TASK INPUT:
[Start of section]

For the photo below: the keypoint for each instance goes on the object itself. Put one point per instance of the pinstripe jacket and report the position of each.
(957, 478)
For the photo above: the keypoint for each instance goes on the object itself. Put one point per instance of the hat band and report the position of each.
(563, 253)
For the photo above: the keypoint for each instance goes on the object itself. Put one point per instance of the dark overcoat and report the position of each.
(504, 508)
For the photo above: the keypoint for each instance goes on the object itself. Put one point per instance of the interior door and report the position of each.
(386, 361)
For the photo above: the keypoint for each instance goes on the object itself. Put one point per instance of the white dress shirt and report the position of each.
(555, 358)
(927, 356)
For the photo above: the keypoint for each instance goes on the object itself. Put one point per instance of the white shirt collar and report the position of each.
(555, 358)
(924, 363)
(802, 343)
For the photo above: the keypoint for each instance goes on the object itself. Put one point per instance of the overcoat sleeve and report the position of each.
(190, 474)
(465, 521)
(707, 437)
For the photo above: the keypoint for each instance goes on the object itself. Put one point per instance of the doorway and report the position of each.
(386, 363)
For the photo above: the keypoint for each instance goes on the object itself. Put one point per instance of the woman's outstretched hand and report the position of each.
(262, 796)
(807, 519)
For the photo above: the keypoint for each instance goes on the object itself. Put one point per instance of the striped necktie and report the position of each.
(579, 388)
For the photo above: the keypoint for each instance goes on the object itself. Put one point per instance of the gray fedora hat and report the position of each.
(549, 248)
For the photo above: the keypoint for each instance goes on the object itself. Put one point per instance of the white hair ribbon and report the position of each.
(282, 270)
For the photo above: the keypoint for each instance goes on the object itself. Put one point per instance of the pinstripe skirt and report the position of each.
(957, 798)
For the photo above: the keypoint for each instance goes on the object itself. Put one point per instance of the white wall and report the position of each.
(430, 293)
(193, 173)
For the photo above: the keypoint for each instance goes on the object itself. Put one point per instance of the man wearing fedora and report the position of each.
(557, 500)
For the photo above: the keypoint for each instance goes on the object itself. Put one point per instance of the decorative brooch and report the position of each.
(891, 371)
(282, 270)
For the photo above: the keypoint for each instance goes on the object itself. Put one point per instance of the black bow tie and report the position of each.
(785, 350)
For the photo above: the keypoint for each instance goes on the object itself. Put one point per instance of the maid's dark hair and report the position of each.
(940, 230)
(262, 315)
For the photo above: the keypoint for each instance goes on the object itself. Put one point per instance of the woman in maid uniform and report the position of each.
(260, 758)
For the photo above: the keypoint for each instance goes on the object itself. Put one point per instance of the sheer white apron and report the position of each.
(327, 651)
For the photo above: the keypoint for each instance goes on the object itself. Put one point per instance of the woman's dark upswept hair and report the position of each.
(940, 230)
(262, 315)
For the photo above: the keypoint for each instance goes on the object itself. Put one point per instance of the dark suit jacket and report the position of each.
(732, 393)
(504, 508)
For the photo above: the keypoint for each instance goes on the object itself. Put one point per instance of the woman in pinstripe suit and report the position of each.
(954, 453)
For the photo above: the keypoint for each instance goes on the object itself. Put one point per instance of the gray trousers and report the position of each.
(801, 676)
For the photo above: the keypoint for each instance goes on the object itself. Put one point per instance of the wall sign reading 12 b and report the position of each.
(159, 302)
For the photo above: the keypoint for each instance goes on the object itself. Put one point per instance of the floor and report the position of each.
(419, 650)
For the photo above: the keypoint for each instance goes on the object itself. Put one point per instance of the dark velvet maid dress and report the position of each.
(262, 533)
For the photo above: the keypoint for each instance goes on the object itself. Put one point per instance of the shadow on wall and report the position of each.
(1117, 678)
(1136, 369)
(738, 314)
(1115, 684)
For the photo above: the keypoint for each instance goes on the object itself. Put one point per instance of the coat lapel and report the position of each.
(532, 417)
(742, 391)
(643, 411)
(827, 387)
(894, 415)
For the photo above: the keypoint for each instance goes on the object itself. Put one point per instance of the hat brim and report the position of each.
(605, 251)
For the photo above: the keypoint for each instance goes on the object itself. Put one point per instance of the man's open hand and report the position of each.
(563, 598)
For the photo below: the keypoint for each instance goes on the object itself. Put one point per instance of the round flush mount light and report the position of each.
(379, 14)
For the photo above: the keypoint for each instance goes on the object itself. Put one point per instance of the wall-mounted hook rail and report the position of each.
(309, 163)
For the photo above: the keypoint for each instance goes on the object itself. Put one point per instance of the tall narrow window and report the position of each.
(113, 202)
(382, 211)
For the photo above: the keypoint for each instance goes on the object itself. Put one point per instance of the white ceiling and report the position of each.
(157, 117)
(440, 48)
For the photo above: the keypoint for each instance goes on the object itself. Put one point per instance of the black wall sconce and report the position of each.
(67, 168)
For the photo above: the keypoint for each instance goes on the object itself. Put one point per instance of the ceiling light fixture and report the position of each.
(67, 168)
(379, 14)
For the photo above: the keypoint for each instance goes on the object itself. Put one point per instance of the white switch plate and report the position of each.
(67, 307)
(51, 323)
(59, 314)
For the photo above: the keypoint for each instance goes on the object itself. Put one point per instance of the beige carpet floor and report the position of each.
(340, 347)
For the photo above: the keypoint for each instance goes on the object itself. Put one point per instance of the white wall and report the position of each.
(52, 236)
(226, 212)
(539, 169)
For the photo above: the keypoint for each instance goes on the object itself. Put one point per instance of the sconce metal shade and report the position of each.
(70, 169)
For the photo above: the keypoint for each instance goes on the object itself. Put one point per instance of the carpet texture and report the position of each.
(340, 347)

[End of section]

YOUR INSTRUCTIONS: Output a faithful copy of every entry, keeping each line as written.

WORKED SOLUTION:
For the photo below: the keypoint for each instance goes on the object itself. Put one point per instance of the pinstripe jacket and report the position of each.
(957, 478)
For the photo above: the keypoint for each instance goes on the object itself. Put one point per instance of the hat band and report the position of each.
(563, 253)
For the photo above: the keypoint for each instance goes on the object itself. Put one point per instance of the dark overcoat and report the position of each.
(504, 508)
For the photo above: the keypoint for each instance goes on the object itself. Put one point per instance of the interior door and report the position of each.
(386, 361)
For the photo above: the keypoint for each instance goes on the object itself. Put one point per instance of the white dress shirt and report the position of each.
(555, 358)
(927, 356)
For the photo above: the keypoint for each instance goes on the object itself. Put one point per instance of the white shirt collar and report the position of each.
(555, 358)
(924, 363)
(802, 343)
For the photo above: the keypoint for each instance goes on the object itself. Put one point per instance of the overcoat sleeve and report the position of each.
(190, 474)
(465, 521)
(707, 437)
For the photo above: the keypoint for each instance goes on the object itself. Put one point per instance of the doorway and report the position of each.
(386, 363)
For the photo above: the keypoint for each instance goes on the object itself. Put one point per instance of the woman's outstretched hand and report the position of each.
(262, 796)
(807, 519)
For the photo above: the keypoint for each instance goes on the object itself. Put one point per instance of the striped necktie and report the position of each.
(579, 388)
For the photo above: the keypoint for each instance goes on the object itself. Put one point per instance of the gray fedora hat and report the position of each.
(549, 248)
For the photo above: the keypoint for each instance goes on the object itself. Put one point per instance of the white hair ribbon and report the position of each.
(282, 270)
For the photo above: the keypoint for each instance goes on the object itself. Put one point per instance of the pinstripe skirt and report the position of each.
(957, 798)
For the photo above: the keypoint for each instance goes on the object itself. Put one point per instance of the white wall and report the position of each.
(430, 293)
(193, 173)
For the photo above: the keypoint for each instance goes on the object itself. Put one point per instance of the man wearing fedora and report the position of each.
(557, 500)
For the photo above: the keypoint for each instance goes on the object itself. Put one point per instance of the decorative brooch and report the position of each.
(891, 371)
(282, 270)
For the photo above: the keypoint for each instance goes on the object itself. Put one point per instance of the black bow tie and report the position of each.
(785, 350)
For the photo above: the keypoint for each instance goes on the object itself. Put one point per instance of the maid's dark hair and report the position of each.
(940, 230)
(262, 315)
For the photo above: the keypoint for each instance goes on the object itself. Put one point per instance of the woman in maid uniform and report the position of each.
(260, 758)
For the photo above: the keypoint for each instance goes on the object itself. Put one point per instance of the sheer white apron and report the position of each.
(327, 651)
For the photo above: the keypoint for each instance goes on the object itself. Put one point per instance of the woman's dark upswept hair and report the position of each.
(940, 230)
(262, 315)
For the photo above: the keypoint for each instance goes on the object itself. Put one point per instance of the dark suit jacket and report the position of each.
(732, 393)
(504, 508)
For the photo above: the keypoint for each instance goes on the object itself. Put one point per instance of the woman in pinstripe suit and report the position of each.
(954, 453)
For the photo above: the keypoint for each instance goes on the object itself. Put one point per instance of the gray trousers and report the position of each.
(801, 676)
For the photo above: the keypoint for each instance goes on the object itself. Put one point per instance of the wall sign reading 12 b and report the position of each.
(159, 302)
For the photo above: the keypoint for each instance goes on the object itself. Put one point per instance of the floor and report the position of each.
(419, 650)
For the photo above: the keypoint for each instance goes on the object itself. Put one point per instance of the dark velvet maid dress and report the position of each.
(262, 533)
For the photo above: the keypoint for each instance goes on the object itself. Put one point per instance of the shadow on wall and report the position of each.
(1117, 678)
(1136, 369)
(738, 314)
(1115, 684)
For the photo above: the keypoint for each instance goes on the object itself. Put one point per instance of the coat lapel and report the position of each.
(532, 417)
(742, 391)
(643, 411)
(827, 387)
(894, 415)
For the photo above: the keypoint for each instance goes on the object itself. Put one point per instance of the hat brim and report the position of each.
(605, 251)
For the photo above: the keypoint for each instance goes on the object itself. Put one point per instance of the man's open hand and report the position of each.
(563, 598)
For the photo below: the keypoint for each instance goes on the object itself. Put one point per instance of the round flush mount light and report the position of each.
(379, 14)
For the photo above: the keypoint for each instance goes on the object itself. Put one point per instance of the wall-mounted hook rail and report the position of each.
(309, 163)
For the photo above: the keypoint for each instance goes on the object itself. Put one point per instance of the tall narrow window and report the position of each.
(113, 202)
(382, 211)
For the photo above: the keypoint for each instance goes on the object itself. Put one point per instance of the white ceiling and report the position of each.
(157, 117)
(440, 48)
For the photo above: the keypoint for each instance goes on the object itself. Put one point per instance of the black wall sconce and report the position of each.
(67, 168)
For the photo above: the keypoint for each instance goes on the object itself. Put one point per instance of the ceiling light fixture and report the position of each.
(67, 168)
(379, 14)
For the photo above: the keypoint for each instance goes on the object itself. Put one point per instance of the white switch plate and report the position of each.
(67, 307)
(51, 323)
(59, 314)
For the photo above: the keypoint for each instance goes on the object itself. Put one point per instance of the beige carpet floor and report the position of each.
(340, 347)
For the photo above: the keypoint for each instance goes on the object itself. Put one point per instance of the white wall and report the position of each.
(52, 236)
(226, 212)
(539, 169)
For the photo above: the keypoint for each instance goes on the object itself. Put one point per instance of the sconce metal shade and report the position of each.
(70, 169)
For the photo above: the keypoint for each instance goes on the object itself. Put one point per instance of the carpet texture and report the position of each.
(340, 347)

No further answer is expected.